#### REQUIREMENT:
Rewrite all of the material below, replacing "confidence threshold" with "score cutoff" everywhere it occurs and changing nothing else.

#### RECORDS FOR THE TASK:

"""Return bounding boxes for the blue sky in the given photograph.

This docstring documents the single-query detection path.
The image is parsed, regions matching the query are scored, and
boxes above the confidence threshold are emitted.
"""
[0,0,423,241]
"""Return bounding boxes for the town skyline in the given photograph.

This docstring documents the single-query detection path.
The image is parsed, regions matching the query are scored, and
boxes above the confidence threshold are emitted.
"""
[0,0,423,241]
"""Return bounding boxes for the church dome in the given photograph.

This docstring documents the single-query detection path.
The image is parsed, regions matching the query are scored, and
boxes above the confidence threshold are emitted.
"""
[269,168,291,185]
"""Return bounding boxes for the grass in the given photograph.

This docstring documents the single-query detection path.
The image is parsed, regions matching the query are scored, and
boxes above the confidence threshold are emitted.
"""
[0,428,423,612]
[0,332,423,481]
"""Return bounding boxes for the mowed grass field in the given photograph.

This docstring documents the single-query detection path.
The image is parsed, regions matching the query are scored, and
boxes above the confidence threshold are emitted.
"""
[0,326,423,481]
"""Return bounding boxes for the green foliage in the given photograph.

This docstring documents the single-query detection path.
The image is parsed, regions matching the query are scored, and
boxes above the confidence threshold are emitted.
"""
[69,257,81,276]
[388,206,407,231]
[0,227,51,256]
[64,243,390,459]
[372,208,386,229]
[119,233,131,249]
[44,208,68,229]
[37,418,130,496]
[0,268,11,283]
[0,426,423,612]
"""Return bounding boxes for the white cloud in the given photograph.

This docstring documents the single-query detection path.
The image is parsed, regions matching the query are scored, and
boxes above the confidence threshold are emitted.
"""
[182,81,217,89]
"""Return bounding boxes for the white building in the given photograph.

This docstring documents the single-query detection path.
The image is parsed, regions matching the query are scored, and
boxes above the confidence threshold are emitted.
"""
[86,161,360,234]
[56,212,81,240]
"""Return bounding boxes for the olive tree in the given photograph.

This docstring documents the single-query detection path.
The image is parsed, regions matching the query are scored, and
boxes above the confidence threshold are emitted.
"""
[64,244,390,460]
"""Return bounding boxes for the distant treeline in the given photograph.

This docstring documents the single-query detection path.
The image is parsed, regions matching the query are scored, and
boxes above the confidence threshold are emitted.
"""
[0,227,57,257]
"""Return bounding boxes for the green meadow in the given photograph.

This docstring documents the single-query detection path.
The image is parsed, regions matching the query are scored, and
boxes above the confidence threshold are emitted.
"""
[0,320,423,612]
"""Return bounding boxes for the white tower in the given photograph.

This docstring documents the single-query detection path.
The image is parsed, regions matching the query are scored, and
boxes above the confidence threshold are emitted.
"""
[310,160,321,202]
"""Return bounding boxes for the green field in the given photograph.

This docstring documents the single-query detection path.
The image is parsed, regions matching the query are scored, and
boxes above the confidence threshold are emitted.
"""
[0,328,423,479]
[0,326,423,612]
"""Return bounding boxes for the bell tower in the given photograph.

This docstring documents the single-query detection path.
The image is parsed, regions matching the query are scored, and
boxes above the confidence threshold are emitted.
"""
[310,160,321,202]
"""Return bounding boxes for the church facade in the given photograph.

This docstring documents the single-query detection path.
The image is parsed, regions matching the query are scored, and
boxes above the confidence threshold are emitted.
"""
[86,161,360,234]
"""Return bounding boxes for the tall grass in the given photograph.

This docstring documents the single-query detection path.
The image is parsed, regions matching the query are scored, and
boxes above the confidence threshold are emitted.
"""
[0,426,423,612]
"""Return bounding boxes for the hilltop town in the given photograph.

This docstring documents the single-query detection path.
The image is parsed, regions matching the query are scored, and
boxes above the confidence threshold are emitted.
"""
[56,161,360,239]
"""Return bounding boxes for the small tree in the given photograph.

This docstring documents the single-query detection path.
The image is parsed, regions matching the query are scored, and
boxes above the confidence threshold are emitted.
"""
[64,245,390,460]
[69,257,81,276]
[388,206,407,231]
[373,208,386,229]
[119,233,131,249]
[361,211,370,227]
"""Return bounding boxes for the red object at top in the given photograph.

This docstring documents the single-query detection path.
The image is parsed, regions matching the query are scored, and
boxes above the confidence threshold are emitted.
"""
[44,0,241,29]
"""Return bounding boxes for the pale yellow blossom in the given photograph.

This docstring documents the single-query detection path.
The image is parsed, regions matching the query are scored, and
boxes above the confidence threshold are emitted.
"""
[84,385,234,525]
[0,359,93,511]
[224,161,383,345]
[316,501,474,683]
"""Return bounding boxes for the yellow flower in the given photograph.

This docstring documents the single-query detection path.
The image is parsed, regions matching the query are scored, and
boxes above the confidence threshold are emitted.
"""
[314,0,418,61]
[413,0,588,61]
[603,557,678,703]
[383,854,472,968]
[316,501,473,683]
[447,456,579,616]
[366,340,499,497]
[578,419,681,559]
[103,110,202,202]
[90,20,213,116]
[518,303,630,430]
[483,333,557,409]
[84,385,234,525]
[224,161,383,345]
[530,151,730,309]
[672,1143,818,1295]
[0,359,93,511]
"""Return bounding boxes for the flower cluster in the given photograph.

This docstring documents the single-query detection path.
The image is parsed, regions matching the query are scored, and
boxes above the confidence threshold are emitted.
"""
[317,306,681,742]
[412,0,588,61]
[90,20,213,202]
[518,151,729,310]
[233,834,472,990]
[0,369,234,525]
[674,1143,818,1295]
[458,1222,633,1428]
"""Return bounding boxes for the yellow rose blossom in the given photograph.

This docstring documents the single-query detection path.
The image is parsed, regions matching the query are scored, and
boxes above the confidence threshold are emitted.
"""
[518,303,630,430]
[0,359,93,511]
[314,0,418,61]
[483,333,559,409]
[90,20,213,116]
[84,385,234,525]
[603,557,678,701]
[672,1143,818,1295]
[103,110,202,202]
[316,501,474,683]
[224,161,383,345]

#### ANSWER TO THIS EXERCISE:
"""Return bounding boxes for the blue sky in the given photograph.

This docstring documents the single-query detection path.
The image is parsed, regions matching the query are scored, and
boxes above the score cutoff are emitted.
"""
[0,0,423,241]
"""Return bounding boxes for the town skyline in the given photograph.

This docstring documents the single-query detection path.
The image is parsed, regions matching the query are scored, and
boxes above the score cutoff are emitted.
"""
[0,0,423,241]
"""Return bounding boxes for the church dome in the given photograph.

This docstring documents the single-query detection path.
The image is parsed, regions matching the query are scored, and
boxes above the score cutoff are emitted.
"""
[269,168,291,185]
"""Return bounding boxes for the grass in the given photograph.

This docstring documents the single-query detection path.
The image is parsed, regions matching the query are scored, and
boxes above the score cutoff are emitted.
"""
[0,428,423,612]
[0,332,423,481]
"""Return bounding boxes for the mowed grass field in the given photograph.

This docstring documents the single-query detection path.
The image is parsed, regions matching the query are scored, and
boxes above the score cutoff are emitted.
"""
[0,326,423,481]
"""Return bounding boxes for the green foliage in the given photograph.

This docstring documents the single-query detection path.
The image is parsed, regions matching the query are scored, and
boxes above the score cutoff are emitted.
"""
[69,257,81,276]
[388,206,407,231]
[0,227,51,256]
[64,243,390,459]
[372,208,386,229]
[119,233,131,249]
[44,208,68,229]
[37,418,130,496]
[0,268,11,283]
[0,426,423,612]
"""Return bounding boxes for the white cloud in the given photograph.

This docstring documents the single-query detection path.
The image is parsed, regions matching the query are scored, and
boxes above the score cutoff are emitted.
"""
[182,81,217,89]
"""Return bounding boxes for the white building in the given photograph.

This docstring documents the single-query detection path.
The image is parsed, regions matching the query are scored, and
boxes above the score cutoff are emitted.
"""
[86,161,360,234]
[56,212,81,240]
"""Return bounding boxes for the olive tree in the given photograph.

This docstring documents the single-query detection path.
The image is parsed, regions matching the query are scored, and
boxes above the score cutoff are emitted.
"""
[64,244,390,460]
"""Return bounding boxes for the distant treeline in the given photograph.

This docstring documents the single-query detection path.
The image is parsed, regions matching the query are scored, and
boxes above the score cutoff are emitted.
"""
[0,227,57,257]
"""Return bounding boxes for the green meadow in the given photograph.

This docstring documents the single-query detection path.
The image is parsed, regions matching the query are scored, and
boxes above the score cutoff are emitted.
"""
[0,320,423,612]
"""Return bounding boxes for the white tower in the given photograph.

This docstring documents the single-query detection path.
The image is parsed, regions matching the query are scored, and
boxes above the score cutoff are emitted.
"""
[310,160,321,202]
"""Return bounding boxes for the green field in the given photograph.

This docstring documents the single-query detection path.
The image is parsed, regions matching the query are scored, and
boxes above the score cutoff are emitted.
"""
[0,328,423,479]
[0,326,423,612]
"""Return bounding boxes for the bell tower in the given photograph.

This docstring documents the single-query detection path.
The image is parsed, regions matching the query are scored, and
boxes above the score cutoff are emitted.
"""
[310,160,321,202]
"""Return bounding boxes for the church facade in the given photograph.

This docstring documents the single-query detection path.
The image is parsed, regions matching the query are scored, and
boxes above the score cutoff are emitted.
"""
[86,161,360,234]
"""Return bounding boxes for the tall grass in the given photograph.

This docstring documents the single-query detection path.
The image is parsed, regions matching the query are scored, and
boxes above the score cutoff are emitted.
"""
[0,426,423,612]
"""Return bounding boxes for the hilltop town in the given photograph.

This docstring documents the single-query detection path.
The image is parsed, regions matching the query are scored, and
boxes above the score cutoff are emitted.
"""
[56,161,360,239]
"""Return bounding boxes for the small tree in the given photograph.

This docstring documents the single-query detection path.
The image is parsed, regions matching the query are scored, and
boxes above the score cutoff are emitted.
"""
[64,245,390,460]
[69,257,81,276]
[388,206,407,231]
[373,208,386,229]
[119,233,131,249]
[361,211,370,227]
"""Return bounding boxes for the red object at top in the given photograph.

This docstring documents the single-query detection path.
The image is parsed, regions matching the query are scored, and
boxes above the score cutoff are emitted.
"""
[44,0,241,29]
"""Return bounding boxes for the pale yellow blossom in the given photograph.

This docstring documents the single-query detection path.
The image is parsed, regions matching the query are scored, and
boxes above the score cutoff are emitted.
"""
[84,385,234,525]
[0,359,93,511]
[224,161,383,345]
[316,501,474,683]
"""Return bounding boxes for the yellow flower in the given photograph.

This docstring documents the single-query detection path.
The image is parsed, regions matching the query are scored, and
boxes above the score cutoff are emitted.
"""
[314,0,418,61]
[413,0,588,61]
[603,557,678,703]
[383,854,472,968]
[316,501,473,683]
[447,456,579,616]
[366,340,499,497]
[578,419,681,559]
[103,110,202,202]
[90,20,213,116]
[518,303,630,430]
[483,333,557,409]
[84,385,234,525]
[224,161,383,345]
[530,151,730,309]
[672,1143,818,1295]
[0,359,93,511]
"""Return bounding boxes for the flower cluster in the given photograph.

This docstring documents the single-query detection path.
The image is parsed, regions matching the query are scored, and
boxes above the score cutoff are emitted.
"""
[317,306,681,742]
[412,0,588,61]
[90,20,213,202]
[518,151,729,310]
[233,834,472,990]
[0,369,234,525]
[674,1143,818,1295]
[458,1222,633,1428]
"""Return bounding boxes for the yellow rose blossom in the given photograph.

This docstring documents the single-query detection path.
The image is parsed, regions matching the query are scored, and
boxes above the score cutoff are emitted.
"""
[518,303,630,430]
[0,359,93,511]
[314,0,418,61]
[483,333,559,409]
[90,20,213,116]
[84,385,234,525]
[603,557,678,701]
[672,1143,818,1295]
[103,110,202,202]
[316,501,474,683]
[224,161,383,345]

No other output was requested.